**Set exercise**: Reproduce each of the records below word for word, changing nothing.

:: Data provided

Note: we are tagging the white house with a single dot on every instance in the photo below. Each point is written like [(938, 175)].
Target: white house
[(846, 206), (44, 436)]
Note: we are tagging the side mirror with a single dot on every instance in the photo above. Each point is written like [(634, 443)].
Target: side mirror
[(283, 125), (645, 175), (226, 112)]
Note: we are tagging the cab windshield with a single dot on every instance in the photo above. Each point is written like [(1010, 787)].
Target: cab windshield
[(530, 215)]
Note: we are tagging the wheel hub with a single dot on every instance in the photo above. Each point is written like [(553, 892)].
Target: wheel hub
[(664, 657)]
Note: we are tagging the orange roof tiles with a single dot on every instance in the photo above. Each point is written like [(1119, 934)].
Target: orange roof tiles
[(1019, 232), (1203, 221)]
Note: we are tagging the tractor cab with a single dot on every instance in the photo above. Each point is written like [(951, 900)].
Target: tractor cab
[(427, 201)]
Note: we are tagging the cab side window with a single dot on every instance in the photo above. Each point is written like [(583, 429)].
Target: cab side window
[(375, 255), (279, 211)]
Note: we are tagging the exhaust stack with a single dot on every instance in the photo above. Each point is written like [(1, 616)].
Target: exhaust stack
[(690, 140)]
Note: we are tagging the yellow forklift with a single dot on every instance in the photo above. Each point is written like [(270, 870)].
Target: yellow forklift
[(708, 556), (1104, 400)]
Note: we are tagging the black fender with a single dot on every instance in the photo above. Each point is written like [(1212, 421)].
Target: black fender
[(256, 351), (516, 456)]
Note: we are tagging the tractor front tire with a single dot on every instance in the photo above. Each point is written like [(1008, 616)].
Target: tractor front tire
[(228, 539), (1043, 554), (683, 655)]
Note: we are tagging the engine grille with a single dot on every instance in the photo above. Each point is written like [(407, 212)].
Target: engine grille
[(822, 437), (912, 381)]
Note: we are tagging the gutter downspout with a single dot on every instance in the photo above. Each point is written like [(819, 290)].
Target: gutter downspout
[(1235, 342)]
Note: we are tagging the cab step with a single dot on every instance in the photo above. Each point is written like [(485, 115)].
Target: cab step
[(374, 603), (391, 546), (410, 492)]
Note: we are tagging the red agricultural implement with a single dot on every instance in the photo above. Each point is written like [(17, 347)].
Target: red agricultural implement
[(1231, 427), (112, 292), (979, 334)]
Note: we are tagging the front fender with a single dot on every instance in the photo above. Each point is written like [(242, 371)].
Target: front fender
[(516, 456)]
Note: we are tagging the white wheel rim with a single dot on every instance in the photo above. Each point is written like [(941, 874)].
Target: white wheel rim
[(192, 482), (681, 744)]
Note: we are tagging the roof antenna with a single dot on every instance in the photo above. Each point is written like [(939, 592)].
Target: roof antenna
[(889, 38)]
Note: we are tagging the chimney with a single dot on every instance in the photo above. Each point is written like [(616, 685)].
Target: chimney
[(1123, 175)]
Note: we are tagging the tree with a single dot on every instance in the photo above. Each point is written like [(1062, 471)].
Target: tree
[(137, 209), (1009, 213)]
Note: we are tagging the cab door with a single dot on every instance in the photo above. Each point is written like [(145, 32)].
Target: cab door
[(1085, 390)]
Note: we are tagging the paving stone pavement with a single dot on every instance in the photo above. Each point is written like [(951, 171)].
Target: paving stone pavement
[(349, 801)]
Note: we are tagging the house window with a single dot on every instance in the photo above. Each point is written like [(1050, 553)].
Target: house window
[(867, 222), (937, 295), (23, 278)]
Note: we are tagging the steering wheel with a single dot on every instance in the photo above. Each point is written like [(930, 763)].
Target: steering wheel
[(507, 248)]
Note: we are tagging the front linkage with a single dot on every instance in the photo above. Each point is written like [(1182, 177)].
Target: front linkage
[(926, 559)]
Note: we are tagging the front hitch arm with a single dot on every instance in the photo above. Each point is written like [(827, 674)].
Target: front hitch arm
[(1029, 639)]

::::

**Exercise output**:
Note: we are tagging the white house with a single dot on every instance in the photo below. Each point is written like [(938, 175)].
Target: white house
[(846, 206), (44, 436)]
Note: we are tagging the side mirror with a single dot on every instance in the photo above. Each point is written like [(634, 443)].
Target: side mirror
[(283, 125), (645, 175), (226, 112)]
Note: we are tagging the cab windshield with a single dot on every instance in the photo above. Each point is written like [(1010, 787)].
Target: cab windshield
[(530, 215)]
Note: we are tagging the wheel hub with a single dot on every instance in the photo above. Each point is written like [(553, 892)].
Target: wheel hub
[(664, 657)]
Note: we are tagging the orange roof tiles with a single dot on every instance in the photo above. Each point is written like [(1119, 934)].
Target: orange roof tiles
[(1019, 232), (1203, 221)]
Note: we are tagging the tractor cab with a single dot on every instance in the photo above. Each point is written like [(951, 900)].
Target: tractor cab
[(427, 201)]
Note: we are tagging the cab side window with a single dot on every instance in the photo above. Each point is written like [(583, 429)].
Target: cab side window
[(375, 255), (279, 211)]
Note: we are tagging the exhaust stack with a single dot on every instance in the photo above. Each point is written like [(1, 616)].
Target: exhaust stack
[(690, 140)]
Note: we are tagging the yellow forklift with a single dot on every instance in the photo above. Each point is written like [(270, 870)].
Target: yellow forklift
[(708, 556), (1104, 400)]
Note: we are tagging the black fender with a single dot on every instance in the photo above. Each point is written like [(1212, 421)].
Target: black fender
[(256, 351), (516, 456)]
Note: we are tagging the tractor front tire with a single dot on every instance in the photo above. Each point is written like [(1008, 616)].
Target: tractor front tire
[(228, 539), (1043, 554), (683, 655)]
Note: we are tagging the engine grille with a single dot on every instance in the photo above. Each point is written like [(407, 212)].
Target: engine grille
[(822, 437), (912, 381)]
Note: we are tagging the gutter downspout with a single dot on every instance in the photo above. Each point is written like [(819, 290)].
Target: gutter downspout
[(1235, 342)]
Note: we are tagging the cab step with a single dot on every instance in the photo above. Each point is written like [(485, 115)].
Target: cab step
[(374, 603), (391, 546), (410, 492)]
Note: we are tagging the red agricultural implement with a single dot on every instance in the photo above. Each point is written like [(17, 347)].
Target: red agricultural implement
[(1231, 427), (112, 292), (979, 334)]
Note: we are tagging the front fender with a single dot on every instance in the photo above. Each point is written like [(242, 371)].
Target: front fender
[(516, 456)]
Note: we are tagging the white wheel rim with a single dot on every instance in the photo above. Each point is written like [(941, 874)].
Target: white wheel rim
[(192, 482), (681, 744)]
Note: we are tagging the roof antenna with a single dot on every instance in the photo above. Each point is written like [(939, 592)].
Target: roof antenna
[(889, 38)]
Note: we are tagging the chimney with a single dot on every instance in the photo above. Each point is written like [(616, 685)].
Target: chimney
[(1123, 175)]
Note: we are tagging the tree with a single dot on every instance in the photo above. Each point is written like [(1062, 471)].
Target: tree
[(137, 209), (1009, 213)]
Note: we are tagging the cab door with a single dot on every instance in the photo above. Each point is written like [(145, 32)].
Target: cab door
[(1085, 390)]
Note: we are tagging the paving stone pavement with a single dot on every instance in the photo above. Each point is written like [(951, 171)].
Target: paving stone pavement
[(349, 801)]
Note: we are tagging the house window with a single dot on every instance in the photo above. Each point is written like [(1050, 553)].
Target: house window
[(867, 222), (937, 295), (23, 278)]
Note: we are tagging the steering wheel with a single dot on every instance in the photo above. Each point is written like [(930, 763)].
Target: steering wheel
[(507, 248)]
Note: we are tagging the front linkage with a single dot on every instance in the photo above. Each point is written like [(1182, 177)].
Target: front linkage
[(926, 559)]
Note: we are tagging the front hitch arm with a single dot on every instance in the photo above. Each point is written like [(827, 674)].
Target: front hitch arm
[(1029, 639)]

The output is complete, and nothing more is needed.